Below are some records. Print exactly the lines between the one holding "Target: calm blue water" and the one holding "drop one pin per instance, shaped like <point>946,246</point>.", inclusive, and nothing else.
____________
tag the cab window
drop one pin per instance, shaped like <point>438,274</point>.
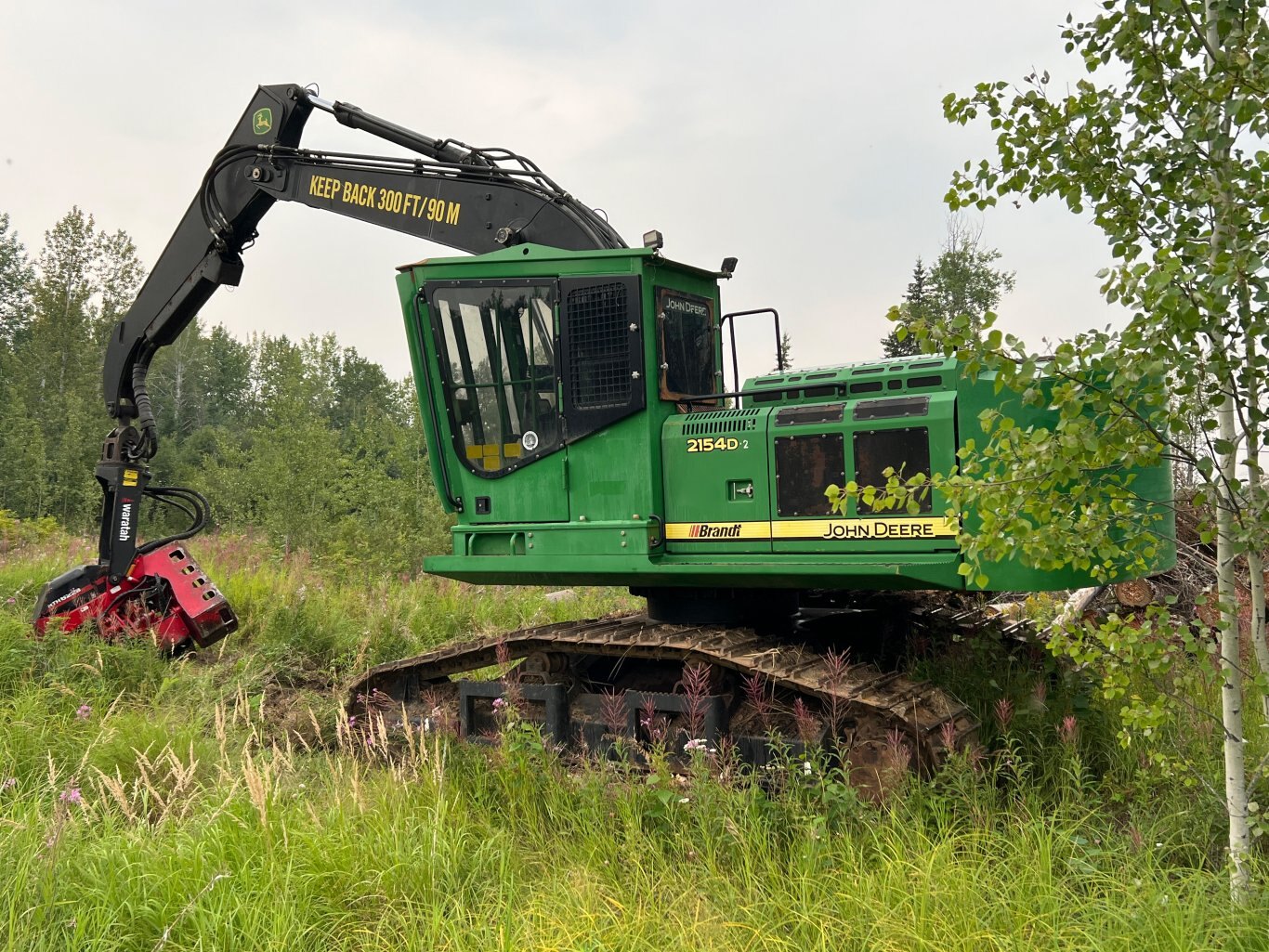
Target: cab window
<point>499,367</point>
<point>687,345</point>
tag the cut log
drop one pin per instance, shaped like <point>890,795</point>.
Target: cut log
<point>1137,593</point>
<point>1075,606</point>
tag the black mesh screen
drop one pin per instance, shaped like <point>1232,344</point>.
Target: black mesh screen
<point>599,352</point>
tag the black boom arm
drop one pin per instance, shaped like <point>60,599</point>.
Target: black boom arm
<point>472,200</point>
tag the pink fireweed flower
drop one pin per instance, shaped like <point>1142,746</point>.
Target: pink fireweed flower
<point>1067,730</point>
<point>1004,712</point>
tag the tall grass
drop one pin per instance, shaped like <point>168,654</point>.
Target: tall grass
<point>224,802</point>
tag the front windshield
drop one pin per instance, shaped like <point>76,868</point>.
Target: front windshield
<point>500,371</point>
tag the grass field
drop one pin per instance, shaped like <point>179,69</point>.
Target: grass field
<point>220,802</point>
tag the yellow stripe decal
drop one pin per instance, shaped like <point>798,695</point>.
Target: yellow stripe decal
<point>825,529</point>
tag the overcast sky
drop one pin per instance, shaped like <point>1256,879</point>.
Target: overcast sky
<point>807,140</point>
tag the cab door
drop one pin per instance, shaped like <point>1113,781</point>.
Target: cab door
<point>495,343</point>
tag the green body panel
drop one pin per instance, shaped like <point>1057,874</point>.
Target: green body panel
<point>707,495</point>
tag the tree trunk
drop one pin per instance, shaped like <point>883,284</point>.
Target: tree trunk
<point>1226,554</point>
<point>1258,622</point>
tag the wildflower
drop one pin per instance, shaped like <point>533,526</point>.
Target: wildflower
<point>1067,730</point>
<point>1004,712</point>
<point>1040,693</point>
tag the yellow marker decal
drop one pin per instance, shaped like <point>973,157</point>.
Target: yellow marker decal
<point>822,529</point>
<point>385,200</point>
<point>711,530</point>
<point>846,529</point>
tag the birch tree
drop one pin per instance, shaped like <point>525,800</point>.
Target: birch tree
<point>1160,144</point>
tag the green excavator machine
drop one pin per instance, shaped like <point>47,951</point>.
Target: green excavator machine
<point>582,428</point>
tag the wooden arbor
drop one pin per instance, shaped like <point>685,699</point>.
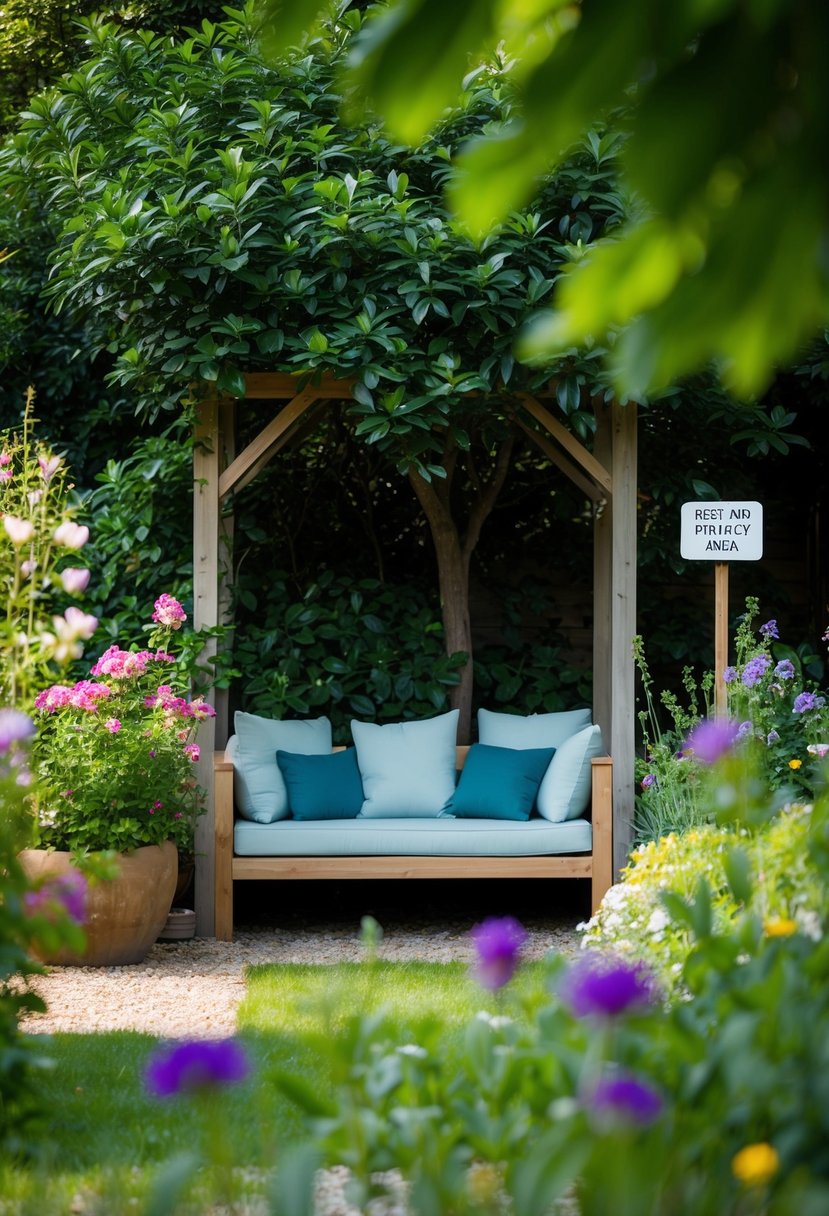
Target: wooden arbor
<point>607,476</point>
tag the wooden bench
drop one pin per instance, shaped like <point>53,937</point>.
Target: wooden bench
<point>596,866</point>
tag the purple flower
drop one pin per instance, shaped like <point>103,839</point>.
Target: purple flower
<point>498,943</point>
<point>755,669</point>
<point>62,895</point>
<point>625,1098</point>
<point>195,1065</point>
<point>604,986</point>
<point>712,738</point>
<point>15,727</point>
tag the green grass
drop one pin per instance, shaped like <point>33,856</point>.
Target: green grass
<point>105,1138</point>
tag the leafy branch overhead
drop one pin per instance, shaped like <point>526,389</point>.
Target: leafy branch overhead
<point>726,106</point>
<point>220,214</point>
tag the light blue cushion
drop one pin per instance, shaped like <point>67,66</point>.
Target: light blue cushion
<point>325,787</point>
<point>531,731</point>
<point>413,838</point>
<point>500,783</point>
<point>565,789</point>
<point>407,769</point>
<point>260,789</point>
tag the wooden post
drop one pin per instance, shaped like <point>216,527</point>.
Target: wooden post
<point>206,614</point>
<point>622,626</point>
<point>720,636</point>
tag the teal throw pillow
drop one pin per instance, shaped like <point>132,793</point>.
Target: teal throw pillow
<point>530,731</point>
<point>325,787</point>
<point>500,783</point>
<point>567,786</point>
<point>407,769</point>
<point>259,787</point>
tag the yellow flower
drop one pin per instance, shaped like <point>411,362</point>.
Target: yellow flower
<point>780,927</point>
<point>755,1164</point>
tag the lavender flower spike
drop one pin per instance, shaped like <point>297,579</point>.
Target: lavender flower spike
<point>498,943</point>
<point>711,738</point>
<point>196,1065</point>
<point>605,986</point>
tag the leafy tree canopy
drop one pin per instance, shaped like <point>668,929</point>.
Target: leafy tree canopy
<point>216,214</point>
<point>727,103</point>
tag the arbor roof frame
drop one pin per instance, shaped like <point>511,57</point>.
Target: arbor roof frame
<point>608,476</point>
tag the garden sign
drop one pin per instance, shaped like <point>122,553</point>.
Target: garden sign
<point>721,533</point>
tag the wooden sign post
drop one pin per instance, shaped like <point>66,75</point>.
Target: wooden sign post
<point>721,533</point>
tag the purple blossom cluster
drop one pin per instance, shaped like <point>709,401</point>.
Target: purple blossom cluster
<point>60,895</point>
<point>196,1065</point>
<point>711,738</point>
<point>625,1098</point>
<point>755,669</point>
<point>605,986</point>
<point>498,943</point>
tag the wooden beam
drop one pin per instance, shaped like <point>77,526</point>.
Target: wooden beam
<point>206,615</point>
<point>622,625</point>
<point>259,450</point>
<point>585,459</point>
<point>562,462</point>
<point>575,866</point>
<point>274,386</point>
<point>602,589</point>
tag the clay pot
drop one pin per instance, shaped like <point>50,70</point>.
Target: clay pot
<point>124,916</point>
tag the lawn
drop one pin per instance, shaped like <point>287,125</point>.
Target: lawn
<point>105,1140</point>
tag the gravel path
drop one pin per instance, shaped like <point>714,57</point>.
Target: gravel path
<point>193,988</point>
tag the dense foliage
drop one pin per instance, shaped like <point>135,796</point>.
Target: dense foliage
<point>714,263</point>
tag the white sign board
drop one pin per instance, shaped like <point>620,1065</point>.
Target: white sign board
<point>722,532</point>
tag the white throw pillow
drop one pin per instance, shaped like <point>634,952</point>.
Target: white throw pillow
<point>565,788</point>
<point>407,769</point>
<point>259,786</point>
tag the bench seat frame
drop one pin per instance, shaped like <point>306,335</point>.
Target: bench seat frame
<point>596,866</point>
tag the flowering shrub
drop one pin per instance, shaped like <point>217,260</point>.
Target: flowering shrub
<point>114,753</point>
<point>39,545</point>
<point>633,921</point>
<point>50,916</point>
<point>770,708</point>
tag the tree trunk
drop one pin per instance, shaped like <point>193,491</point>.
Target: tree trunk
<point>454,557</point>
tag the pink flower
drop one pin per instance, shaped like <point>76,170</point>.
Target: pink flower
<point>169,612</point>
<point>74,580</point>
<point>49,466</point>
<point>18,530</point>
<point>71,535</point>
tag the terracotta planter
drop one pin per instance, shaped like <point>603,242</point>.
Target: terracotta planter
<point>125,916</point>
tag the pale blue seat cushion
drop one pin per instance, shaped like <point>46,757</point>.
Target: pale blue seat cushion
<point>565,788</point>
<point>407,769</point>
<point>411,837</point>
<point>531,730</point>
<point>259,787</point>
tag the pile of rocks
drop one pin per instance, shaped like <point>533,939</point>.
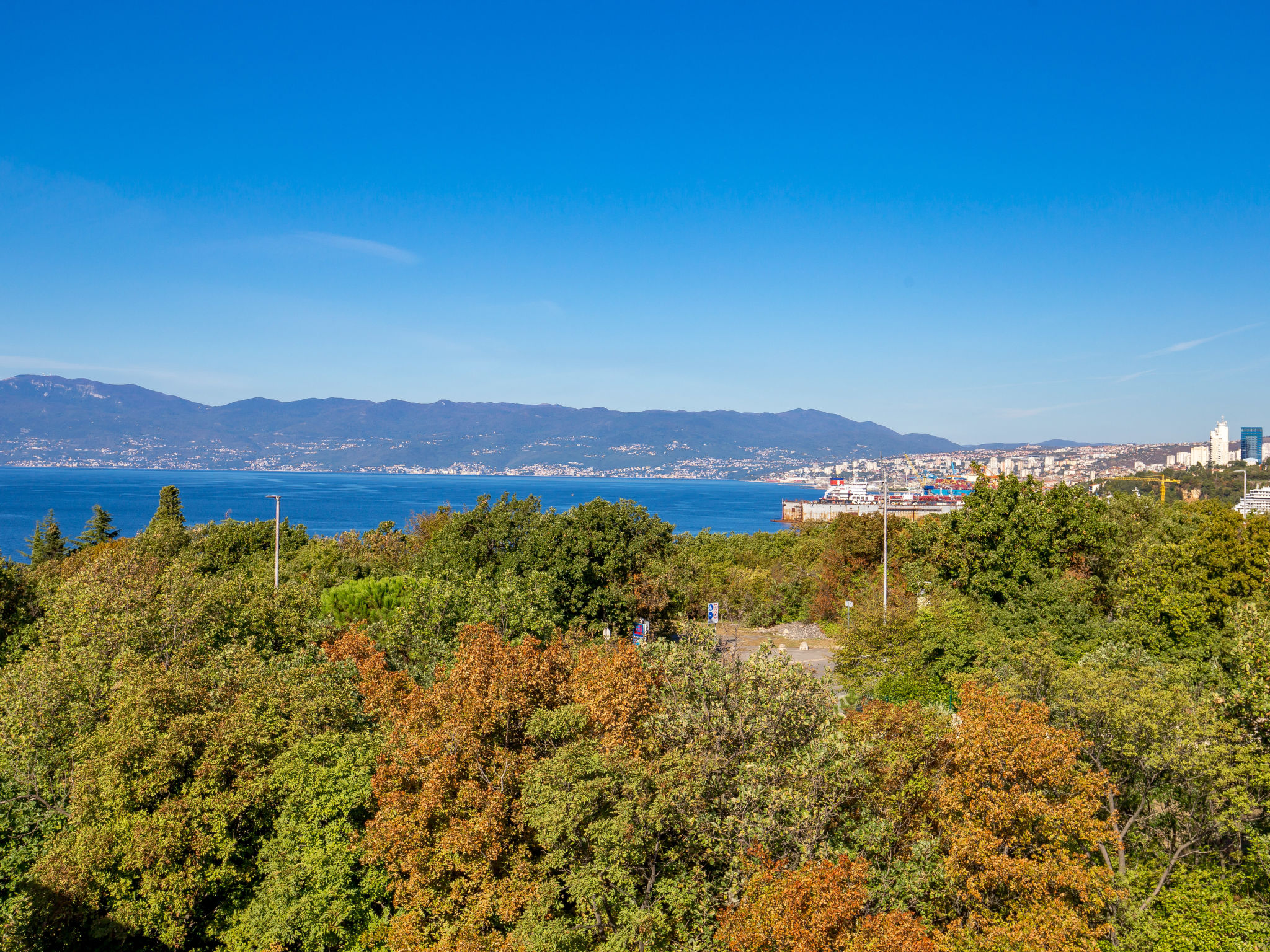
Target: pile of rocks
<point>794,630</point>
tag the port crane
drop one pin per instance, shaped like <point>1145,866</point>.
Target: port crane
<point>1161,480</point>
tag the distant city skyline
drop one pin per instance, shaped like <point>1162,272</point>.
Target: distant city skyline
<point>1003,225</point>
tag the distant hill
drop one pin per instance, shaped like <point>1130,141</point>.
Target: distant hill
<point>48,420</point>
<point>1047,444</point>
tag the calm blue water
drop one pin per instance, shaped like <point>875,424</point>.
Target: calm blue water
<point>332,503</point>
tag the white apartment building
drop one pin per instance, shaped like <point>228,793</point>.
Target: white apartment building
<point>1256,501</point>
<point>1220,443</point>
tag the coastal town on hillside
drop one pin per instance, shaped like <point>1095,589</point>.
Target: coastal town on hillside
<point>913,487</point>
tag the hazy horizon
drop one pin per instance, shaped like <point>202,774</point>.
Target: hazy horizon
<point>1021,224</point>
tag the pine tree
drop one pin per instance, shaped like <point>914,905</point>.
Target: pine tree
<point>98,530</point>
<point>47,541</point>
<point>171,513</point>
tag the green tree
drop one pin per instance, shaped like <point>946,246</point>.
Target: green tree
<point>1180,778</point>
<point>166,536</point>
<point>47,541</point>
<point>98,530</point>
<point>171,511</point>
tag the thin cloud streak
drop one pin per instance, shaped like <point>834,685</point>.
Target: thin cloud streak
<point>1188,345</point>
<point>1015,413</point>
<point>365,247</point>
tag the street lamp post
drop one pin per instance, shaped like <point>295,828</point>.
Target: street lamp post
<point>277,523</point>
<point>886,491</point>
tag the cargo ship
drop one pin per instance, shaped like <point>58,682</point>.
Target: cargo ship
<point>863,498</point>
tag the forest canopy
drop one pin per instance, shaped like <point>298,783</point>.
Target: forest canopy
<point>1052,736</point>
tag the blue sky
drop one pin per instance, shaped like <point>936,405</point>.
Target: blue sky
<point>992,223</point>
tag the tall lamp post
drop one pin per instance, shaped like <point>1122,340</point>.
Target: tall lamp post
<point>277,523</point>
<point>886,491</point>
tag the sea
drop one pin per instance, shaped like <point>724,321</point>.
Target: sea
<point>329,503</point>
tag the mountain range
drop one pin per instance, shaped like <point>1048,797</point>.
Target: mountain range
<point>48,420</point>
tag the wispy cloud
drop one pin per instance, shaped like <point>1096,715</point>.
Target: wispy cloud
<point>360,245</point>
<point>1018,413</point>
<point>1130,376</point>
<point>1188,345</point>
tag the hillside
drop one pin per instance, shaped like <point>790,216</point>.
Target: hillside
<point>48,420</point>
____________
**Reply to the task**
Target: calm blue water
<point>332,503</point>
tag the white apartment building
drop one pin per instance, shaped like <point>228,793</point>.
Target: white apartment building
<point>1256,501</point>
<point>1220,443</point>
tag the coastal town on hillside
drop one pin per instance, shaped like <point>1095,589</point>.
Target: coastal town on hillside
<point>913,487</point>
tag the hazy horizon
drop one pin per instance, shaped like <point>202,774</point>.
Target: hazy horizon
<point>1021,224</point>
tag the pine tree
drop one pin per instance, shaped like <point>914,905</point>.
Target: pine tree
<point>98,530</point>
<point>47,541</point>
<point>171,513</point>
tag the green tree
drop one pin per instance, shaped like <point>946,246</point>.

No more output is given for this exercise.